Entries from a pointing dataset
————————
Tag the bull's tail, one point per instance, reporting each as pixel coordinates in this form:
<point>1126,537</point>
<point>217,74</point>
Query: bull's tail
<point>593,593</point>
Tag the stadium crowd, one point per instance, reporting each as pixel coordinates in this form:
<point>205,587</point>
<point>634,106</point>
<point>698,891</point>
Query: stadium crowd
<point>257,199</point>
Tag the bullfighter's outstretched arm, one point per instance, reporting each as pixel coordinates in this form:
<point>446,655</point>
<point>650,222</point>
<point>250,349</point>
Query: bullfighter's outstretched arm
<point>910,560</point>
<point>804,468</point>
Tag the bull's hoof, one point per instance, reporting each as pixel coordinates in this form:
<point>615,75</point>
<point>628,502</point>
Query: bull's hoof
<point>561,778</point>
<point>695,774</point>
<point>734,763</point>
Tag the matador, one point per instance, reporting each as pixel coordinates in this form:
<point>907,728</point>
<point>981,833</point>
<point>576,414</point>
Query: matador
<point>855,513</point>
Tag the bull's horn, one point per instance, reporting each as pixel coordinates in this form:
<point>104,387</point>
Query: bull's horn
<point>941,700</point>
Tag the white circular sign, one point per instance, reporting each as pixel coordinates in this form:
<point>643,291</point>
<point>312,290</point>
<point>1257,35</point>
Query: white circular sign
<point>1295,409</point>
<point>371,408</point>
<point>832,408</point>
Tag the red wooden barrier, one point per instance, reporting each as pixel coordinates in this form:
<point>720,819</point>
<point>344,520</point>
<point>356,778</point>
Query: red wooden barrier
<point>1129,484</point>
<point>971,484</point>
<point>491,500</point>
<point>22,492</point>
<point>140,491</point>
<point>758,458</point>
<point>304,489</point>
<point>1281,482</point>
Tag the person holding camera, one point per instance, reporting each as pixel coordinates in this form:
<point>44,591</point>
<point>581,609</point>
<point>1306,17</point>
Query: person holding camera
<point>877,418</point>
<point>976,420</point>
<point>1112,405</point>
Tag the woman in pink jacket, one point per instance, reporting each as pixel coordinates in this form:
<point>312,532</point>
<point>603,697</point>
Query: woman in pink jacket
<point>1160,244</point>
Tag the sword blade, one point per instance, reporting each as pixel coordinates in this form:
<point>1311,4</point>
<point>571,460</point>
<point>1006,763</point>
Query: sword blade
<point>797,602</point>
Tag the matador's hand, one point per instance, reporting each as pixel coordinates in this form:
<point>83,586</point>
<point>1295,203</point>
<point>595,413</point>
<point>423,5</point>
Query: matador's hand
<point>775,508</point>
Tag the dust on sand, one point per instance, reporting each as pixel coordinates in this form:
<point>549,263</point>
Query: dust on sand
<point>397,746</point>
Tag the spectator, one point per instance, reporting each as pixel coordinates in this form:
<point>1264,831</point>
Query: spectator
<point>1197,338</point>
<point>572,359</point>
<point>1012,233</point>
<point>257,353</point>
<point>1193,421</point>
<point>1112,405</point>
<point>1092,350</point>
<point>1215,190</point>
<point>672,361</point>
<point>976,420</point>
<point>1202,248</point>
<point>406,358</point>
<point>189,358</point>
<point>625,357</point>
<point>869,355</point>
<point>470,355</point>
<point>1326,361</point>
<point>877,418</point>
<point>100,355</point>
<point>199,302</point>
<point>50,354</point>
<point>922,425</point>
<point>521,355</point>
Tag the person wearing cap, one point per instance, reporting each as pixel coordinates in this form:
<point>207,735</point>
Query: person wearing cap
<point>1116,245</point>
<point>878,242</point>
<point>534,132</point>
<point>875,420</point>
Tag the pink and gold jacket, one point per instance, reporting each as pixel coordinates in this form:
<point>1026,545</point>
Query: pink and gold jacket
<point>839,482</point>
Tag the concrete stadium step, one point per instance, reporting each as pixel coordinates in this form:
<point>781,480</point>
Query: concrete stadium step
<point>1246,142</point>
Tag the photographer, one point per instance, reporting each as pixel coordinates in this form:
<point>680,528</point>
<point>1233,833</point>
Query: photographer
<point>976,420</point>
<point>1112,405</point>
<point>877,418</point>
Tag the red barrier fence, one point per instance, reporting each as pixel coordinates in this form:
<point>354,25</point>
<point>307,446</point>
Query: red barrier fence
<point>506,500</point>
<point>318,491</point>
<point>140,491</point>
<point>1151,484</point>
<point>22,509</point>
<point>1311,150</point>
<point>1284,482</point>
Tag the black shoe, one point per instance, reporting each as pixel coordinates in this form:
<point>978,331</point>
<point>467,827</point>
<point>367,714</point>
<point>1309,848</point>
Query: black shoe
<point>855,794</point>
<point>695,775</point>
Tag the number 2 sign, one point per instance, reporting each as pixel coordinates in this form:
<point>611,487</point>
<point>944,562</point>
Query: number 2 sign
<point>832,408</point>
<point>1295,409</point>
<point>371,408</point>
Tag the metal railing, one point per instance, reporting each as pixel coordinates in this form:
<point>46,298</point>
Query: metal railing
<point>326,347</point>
————————
WORK TO COMPLETE: Can you rewrite the records, starting with the line that contains "Tag the number" and going on through the end of the records, with every line kept and only the answer coordinates rescaled? Multiply each of those coordinates by 2.6 and round to the nearest whole number, with halves rounded up.

TASK SOLUTION:
Tag the number 2 sign, one point per instance, reporting each as pixel coordinates in this form:
<point>611,487</point>
<point>944,562</point>
Query: number 2 sign
<point>2163,1061</point>
<point>3367,1063</point>
<point>965,1061</point>
Tag the metal railing, one point per instance, reporting each as pixel coordinates in this form:
<point>46,298</point>
Query: metal railing
<point>848,902</point>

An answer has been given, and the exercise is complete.